Referring expression data:

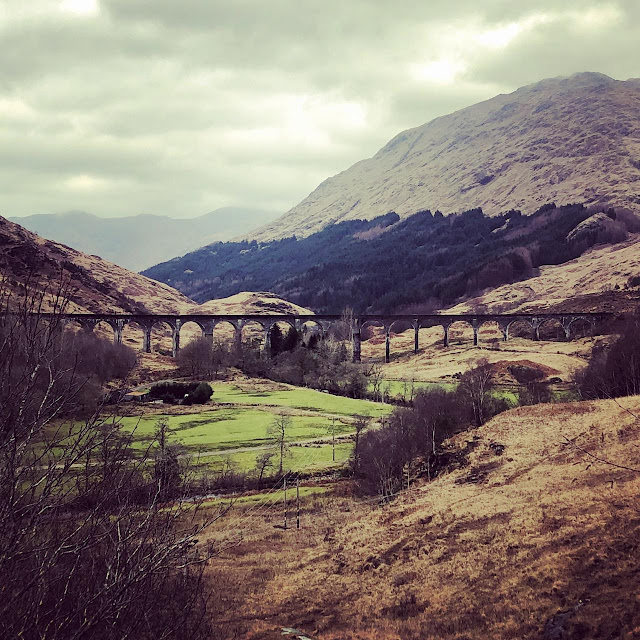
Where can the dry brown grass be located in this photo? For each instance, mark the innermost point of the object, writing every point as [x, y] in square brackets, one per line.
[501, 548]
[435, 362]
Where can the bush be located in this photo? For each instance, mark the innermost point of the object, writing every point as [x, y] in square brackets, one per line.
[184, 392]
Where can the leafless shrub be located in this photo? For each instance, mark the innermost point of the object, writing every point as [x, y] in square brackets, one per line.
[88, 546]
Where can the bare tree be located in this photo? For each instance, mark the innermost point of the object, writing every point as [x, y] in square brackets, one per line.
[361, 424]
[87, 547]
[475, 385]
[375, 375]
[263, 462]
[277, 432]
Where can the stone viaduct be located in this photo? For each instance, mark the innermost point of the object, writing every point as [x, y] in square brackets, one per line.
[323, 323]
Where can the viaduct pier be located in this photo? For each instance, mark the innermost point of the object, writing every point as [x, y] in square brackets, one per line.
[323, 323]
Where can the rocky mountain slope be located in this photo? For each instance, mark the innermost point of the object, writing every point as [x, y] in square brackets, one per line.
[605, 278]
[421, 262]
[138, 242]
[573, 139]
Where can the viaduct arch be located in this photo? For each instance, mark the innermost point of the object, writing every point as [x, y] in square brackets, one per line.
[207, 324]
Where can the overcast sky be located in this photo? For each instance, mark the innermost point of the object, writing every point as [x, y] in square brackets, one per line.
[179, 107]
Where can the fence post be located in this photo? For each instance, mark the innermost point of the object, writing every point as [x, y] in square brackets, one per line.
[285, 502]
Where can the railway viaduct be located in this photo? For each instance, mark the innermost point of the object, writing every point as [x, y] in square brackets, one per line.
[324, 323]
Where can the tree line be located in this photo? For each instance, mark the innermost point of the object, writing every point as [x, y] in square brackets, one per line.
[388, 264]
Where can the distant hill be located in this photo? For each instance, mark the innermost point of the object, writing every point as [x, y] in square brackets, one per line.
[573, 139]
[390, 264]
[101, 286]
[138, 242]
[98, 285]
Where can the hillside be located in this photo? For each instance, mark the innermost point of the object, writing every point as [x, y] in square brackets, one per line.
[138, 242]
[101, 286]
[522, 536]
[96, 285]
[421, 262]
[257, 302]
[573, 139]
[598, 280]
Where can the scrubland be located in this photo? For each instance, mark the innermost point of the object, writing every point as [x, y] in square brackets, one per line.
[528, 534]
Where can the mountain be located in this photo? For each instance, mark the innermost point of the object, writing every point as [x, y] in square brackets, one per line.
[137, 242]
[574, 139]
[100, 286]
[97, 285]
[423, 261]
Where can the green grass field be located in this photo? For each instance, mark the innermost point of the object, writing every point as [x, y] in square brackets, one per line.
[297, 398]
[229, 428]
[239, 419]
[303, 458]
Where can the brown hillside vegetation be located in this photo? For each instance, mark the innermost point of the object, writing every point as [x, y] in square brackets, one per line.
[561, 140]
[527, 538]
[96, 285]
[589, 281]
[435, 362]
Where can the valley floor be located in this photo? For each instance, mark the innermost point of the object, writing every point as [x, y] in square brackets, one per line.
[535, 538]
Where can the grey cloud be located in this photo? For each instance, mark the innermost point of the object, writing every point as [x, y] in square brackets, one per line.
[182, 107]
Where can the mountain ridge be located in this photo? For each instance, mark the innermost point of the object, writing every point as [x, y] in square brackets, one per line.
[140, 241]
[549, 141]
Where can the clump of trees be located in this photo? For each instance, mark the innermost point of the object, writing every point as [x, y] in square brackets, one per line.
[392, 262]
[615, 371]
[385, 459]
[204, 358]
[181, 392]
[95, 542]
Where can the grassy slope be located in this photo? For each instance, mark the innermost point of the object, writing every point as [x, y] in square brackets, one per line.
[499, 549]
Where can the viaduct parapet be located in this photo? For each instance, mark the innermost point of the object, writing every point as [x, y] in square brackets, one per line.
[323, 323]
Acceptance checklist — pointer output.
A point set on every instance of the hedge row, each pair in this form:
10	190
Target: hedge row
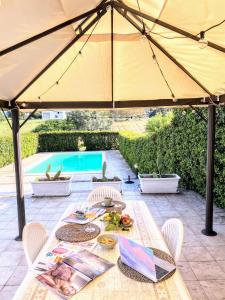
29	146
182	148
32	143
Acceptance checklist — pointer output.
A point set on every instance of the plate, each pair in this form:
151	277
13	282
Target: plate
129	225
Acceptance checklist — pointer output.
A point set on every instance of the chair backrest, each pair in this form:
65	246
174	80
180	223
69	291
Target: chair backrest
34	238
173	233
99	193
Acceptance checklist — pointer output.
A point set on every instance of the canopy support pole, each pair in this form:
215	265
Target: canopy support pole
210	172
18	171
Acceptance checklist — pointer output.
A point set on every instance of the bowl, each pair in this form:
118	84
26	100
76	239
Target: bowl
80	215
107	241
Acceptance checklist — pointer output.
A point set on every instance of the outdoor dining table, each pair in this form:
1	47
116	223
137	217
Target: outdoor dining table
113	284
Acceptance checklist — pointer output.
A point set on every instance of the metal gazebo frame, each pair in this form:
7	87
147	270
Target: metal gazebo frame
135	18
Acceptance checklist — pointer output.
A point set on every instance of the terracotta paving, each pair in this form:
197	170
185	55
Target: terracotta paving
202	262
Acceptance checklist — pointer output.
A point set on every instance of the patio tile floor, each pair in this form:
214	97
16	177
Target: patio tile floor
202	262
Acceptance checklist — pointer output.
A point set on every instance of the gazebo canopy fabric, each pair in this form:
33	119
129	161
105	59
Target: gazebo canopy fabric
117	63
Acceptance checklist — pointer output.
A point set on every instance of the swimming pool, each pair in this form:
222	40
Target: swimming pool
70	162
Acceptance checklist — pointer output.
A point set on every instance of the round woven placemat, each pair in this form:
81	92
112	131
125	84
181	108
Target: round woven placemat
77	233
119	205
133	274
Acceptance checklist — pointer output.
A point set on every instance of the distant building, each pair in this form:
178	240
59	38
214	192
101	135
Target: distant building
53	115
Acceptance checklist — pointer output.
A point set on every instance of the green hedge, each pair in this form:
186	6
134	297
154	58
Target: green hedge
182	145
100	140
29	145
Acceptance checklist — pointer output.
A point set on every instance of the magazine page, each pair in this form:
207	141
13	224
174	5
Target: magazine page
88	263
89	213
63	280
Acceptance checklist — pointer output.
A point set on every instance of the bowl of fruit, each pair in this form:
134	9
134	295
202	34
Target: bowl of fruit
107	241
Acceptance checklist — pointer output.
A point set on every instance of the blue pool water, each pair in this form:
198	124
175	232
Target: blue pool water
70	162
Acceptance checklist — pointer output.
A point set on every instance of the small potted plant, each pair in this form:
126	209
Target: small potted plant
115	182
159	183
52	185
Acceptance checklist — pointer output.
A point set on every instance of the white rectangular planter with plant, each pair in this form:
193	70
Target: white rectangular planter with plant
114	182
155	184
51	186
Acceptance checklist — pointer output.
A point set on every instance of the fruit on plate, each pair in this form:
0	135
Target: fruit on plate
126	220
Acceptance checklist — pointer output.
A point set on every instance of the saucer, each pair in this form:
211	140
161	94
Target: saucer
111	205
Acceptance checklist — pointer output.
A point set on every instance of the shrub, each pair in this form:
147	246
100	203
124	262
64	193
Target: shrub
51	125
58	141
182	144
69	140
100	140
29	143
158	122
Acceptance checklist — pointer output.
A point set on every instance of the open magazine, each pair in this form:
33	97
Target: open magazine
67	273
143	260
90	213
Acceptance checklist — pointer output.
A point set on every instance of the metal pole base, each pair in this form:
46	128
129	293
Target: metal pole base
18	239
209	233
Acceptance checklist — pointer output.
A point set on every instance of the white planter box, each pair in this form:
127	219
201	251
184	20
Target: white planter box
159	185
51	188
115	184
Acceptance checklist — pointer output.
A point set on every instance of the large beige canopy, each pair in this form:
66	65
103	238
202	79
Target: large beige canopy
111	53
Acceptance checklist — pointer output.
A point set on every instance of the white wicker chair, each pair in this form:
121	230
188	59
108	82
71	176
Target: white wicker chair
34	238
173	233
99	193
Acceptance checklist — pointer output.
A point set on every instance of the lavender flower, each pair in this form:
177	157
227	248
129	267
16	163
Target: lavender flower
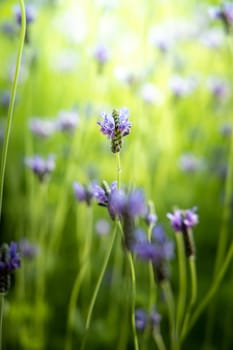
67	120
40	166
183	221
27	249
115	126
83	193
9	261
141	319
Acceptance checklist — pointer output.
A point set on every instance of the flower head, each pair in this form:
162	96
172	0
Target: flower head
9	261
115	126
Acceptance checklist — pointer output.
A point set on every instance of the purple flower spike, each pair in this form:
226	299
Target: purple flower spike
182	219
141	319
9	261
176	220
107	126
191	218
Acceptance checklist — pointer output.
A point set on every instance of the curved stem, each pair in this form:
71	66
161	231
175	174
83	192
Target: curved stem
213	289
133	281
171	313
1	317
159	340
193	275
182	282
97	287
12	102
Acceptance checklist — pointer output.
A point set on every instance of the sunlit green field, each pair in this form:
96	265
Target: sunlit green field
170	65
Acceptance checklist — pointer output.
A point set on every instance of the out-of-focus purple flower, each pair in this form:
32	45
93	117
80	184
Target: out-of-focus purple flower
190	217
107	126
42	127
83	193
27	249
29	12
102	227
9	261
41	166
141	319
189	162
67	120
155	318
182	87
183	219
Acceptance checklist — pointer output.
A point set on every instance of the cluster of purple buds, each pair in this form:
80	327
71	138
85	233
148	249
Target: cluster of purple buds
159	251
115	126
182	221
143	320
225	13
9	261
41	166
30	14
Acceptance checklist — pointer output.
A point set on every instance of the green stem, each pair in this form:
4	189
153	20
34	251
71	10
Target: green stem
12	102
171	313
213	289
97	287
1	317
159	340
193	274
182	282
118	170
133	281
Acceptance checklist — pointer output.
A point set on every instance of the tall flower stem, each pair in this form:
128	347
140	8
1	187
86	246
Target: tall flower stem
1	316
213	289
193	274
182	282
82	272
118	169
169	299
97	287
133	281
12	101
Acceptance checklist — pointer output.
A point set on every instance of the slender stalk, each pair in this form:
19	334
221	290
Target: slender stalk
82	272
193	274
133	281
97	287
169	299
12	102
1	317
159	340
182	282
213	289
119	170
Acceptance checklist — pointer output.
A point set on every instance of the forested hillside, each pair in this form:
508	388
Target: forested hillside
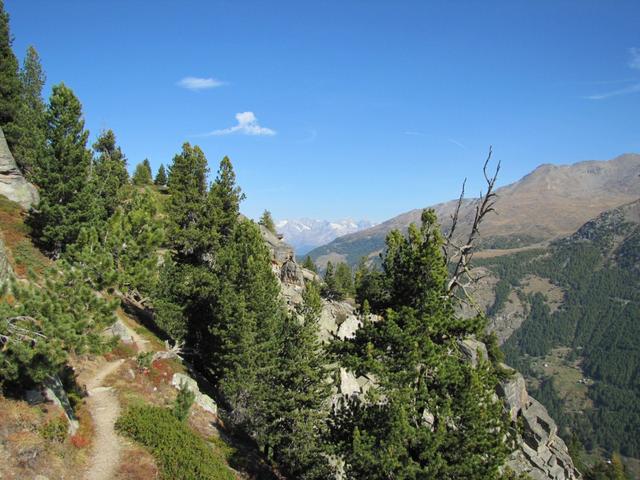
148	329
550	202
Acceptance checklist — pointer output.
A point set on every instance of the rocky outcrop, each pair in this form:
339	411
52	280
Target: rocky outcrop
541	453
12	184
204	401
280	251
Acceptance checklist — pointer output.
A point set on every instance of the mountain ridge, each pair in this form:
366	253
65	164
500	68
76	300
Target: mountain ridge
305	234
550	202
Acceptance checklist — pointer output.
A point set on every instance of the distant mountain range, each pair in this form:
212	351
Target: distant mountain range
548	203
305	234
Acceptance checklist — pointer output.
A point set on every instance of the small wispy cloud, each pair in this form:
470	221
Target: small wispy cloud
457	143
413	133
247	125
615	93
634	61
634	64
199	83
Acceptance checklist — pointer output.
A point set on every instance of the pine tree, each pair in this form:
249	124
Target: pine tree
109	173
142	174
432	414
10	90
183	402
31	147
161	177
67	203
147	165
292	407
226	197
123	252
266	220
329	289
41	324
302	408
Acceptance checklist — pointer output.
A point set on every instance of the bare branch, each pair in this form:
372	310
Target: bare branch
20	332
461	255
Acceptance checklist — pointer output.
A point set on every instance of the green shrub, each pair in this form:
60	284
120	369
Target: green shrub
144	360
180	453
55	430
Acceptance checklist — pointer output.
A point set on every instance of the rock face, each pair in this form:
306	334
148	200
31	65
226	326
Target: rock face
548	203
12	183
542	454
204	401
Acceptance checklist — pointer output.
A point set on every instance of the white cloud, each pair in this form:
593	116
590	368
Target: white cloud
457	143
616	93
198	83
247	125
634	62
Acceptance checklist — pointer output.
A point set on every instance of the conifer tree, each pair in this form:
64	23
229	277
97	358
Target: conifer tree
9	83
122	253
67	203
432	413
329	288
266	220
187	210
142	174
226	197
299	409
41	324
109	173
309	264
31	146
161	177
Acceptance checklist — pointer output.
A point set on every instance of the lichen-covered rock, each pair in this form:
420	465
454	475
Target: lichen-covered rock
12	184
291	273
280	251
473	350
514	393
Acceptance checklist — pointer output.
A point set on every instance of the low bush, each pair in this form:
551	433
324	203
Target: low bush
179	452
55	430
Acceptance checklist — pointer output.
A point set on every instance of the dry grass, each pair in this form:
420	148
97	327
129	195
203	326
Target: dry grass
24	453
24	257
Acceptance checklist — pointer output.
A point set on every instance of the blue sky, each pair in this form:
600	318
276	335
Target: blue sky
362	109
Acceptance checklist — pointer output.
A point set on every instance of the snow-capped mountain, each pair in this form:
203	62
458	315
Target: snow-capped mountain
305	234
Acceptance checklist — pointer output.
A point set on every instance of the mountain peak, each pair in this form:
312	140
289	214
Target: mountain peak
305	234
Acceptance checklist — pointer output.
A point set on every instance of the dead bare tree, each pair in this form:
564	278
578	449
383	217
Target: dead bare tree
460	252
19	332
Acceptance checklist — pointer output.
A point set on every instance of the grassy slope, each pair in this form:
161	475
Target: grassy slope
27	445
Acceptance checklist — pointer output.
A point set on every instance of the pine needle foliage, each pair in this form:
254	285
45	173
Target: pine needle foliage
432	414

# WHAT THE EXERCISE ASKS:
In the records above, the line with "A point set on every instance of the rock face, each" marks the start and the line with "A point set on every instance of the lichen-covered" marks the end; copy that stretch exactly, both lines included, and nothing else.

# ANSWER SPACE:
A point set on every instance of the rock face, each pair in this form:
306	334
148	200
31	65
226	326
Target: rock face
548	203
12	183
542	454
204	401
Acceptance checklist — pointer output.
A point set on every instance of the white cloud, each pair in this form:
593	116
590	368
Target: white cloud
457	143
616	93
198	83
247	125
634	62
Acceptance checklist — pointer output.
A point set on every instance of the conifer tree, each pair in this form:
64	23
229	277
97	358
Target: conifer tree
9	83
122	253
67	203
432	413
329	288
266	220
187	210
142	174
226	197
299	409
41	324
109	173
309	264
31	146
161	177
Acceptance checklist — pointer output.
A point set on every instance of the lichen-covered rock, each pair in this form:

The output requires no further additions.